▸ WORK TO COMPLETE
Write out everything from the line that contains "involves the deck" down to the line that contains "[333,233,449,385]", both lines included, and keep the requests unchanged. Multiply every bounding box coordinate in the answers by 2.3 and round each result to a whole number, with halves rounded up.

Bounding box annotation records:
** BEGIN **

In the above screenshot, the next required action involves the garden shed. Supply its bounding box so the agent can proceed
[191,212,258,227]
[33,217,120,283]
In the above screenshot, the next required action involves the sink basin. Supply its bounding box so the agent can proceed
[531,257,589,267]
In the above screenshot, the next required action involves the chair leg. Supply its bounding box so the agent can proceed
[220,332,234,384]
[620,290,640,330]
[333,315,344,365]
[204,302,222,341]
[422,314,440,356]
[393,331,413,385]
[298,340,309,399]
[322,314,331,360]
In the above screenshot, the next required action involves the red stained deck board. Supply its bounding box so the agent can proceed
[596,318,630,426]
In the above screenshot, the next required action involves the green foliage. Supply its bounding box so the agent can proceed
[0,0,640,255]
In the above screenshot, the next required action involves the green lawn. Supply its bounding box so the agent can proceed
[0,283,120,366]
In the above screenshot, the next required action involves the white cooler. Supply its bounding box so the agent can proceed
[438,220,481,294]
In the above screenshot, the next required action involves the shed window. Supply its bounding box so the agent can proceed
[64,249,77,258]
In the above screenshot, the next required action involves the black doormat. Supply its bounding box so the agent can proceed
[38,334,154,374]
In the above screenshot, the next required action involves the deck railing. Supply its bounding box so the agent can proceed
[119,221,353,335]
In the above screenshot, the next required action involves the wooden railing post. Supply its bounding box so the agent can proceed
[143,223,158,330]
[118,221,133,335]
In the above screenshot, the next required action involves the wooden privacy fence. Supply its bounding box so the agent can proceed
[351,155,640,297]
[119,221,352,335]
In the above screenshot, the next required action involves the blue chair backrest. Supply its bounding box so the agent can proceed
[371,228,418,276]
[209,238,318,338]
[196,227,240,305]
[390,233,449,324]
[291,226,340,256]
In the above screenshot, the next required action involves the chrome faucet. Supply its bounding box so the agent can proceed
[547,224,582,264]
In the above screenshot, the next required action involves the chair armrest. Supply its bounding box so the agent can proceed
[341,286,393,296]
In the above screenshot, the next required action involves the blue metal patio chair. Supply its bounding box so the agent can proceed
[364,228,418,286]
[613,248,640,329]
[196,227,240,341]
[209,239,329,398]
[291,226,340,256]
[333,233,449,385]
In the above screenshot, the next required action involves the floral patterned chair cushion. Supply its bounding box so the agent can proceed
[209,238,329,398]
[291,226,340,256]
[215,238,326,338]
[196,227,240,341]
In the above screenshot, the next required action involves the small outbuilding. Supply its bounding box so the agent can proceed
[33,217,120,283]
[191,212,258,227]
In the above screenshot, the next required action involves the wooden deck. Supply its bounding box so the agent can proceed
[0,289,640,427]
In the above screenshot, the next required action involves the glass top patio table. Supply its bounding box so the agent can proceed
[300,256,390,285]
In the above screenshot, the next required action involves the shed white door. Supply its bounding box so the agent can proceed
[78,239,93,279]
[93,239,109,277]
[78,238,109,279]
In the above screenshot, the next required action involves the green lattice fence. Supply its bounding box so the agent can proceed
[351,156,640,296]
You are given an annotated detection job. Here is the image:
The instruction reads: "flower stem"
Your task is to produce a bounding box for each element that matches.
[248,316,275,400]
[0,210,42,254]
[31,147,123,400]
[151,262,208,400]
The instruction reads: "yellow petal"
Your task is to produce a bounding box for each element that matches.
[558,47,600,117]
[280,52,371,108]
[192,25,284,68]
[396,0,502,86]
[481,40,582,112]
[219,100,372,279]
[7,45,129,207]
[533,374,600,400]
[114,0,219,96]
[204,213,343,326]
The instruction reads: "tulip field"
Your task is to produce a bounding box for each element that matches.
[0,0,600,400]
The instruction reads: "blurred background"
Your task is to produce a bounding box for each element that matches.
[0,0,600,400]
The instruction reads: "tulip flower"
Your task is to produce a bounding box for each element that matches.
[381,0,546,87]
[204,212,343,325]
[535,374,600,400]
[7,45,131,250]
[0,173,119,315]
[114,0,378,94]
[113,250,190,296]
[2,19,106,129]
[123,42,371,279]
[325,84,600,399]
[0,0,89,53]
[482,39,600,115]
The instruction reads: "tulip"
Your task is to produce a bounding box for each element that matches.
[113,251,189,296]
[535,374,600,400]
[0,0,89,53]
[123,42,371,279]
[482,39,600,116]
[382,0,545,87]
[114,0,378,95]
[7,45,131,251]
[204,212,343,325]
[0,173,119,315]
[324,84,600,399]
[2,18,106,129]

** END **
** BEGIN **

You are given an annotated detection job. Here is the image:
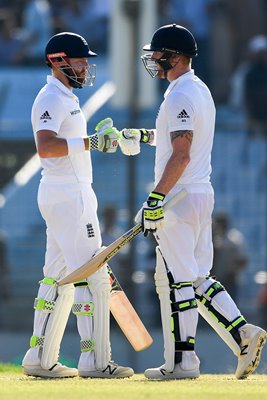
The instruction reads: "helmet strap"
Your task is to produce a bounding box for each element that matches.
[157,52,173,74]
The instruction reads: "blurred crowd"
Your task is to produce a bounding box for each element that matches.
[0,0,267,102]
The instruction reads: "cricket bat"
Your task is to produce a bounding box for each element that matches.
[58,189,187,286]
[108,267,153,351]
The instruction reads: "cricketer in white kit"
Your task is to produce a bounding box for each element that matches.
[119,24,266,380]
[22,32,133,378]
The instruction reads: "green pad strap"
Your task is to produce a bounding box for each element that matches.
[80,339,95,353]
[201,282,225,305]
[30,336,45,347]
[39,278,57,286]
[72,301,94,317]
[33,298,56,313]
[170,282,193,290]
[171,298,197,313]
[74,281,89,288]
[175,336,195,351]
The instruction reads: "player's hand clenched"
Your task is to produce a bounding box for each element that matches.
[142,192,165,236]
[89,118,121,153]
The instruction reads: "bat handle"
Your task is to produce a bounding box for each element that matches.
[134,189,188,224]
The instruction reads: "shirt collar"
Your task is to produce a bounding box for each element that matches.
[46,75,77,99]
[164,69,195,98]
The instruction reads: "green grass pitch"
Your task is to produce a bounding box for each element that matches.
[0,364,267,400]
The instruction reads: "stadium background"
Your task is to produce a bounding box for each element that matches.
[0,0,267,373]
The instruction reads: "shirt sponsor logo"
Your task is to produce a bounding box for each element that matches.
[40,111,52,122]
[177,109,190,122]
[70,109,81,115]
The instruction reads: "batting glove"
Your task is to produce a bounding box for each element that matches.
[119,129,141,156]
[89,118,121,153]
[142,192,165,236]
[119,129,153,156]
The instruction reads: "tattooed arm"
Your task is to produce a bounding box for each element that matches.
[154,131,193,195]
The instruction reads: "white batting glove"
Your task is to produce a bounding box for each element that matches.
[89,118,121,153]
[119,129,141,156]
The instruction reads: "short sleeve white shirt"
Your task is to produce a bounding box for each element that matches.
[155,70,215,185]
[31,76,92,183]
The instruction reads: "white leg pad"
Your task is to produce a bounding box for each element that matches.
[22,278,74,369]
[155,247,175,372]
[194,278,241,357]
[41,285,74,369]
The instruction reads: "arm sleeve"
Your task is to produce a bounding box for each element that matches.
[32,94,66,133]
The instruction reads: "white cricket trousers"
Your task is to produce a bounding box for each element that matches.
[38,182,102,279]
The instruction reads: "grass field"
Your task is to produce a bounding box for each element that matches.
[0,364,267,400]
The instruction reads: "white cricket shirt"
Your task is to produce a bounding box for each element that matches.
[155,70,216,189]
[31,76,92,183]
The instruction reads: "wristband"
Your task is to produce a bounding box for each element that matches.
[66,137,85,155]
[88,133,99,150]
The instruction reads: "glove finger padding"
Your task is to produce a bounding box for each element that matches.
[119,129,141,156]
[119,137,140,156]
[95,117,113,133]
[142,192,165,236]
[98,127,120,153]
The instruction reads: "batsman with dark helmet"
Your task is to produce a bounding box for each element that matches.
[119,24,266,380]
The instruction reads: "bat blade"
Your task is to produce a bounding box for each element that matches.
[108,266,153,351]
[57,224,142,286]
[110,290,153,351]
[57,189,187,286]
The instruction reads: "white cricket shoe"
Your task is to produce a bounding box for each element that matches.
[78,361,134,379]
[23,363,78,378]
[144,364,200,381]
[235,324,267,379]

** END **

▸ RESULT BELOW
In the above screenshot, the next required action involves the deck railing. Supply its bounding box so the agent can proceed
[274,508,812,771]
In the above screenshot, the next required action involves the wooden railing post. Supply its bounding box so the agent can proceed
[329,513,363,759]
[271,508,306,771]
In the above screenshot, the next required action involves the wooden privacy fence. Supply its bounding box so the agent can proceed
[807,357,1472,683]
[274,508,810,771]
In the above screenshot, the next required action involves the blue chair backrest. Supply its bounding box so the agent can proceed
[853,524,961,635]
[481,547,731,777]
[451,522,552,702]
[897,536,1033,745]
[669,520,782,589]
In the above screenshot, the next required action involves the chrome faucet. Supply its bounding box so the agent can proceed
[1258,515,1339,607]
In the above screenshot, the next required action involves the chair armrest. Supply its bounding box so the agent can proceed
[784,658,904,681]
In the above screenshot, the next required action involves the blue metal patio chair. Supply its bounding box so the agent can proceed
[837,524,961,658]
[1410,570,1472,757]
[451,522,552,784]
[481,550,757,915]
[669,520,782,589]
[766,536,1033,886]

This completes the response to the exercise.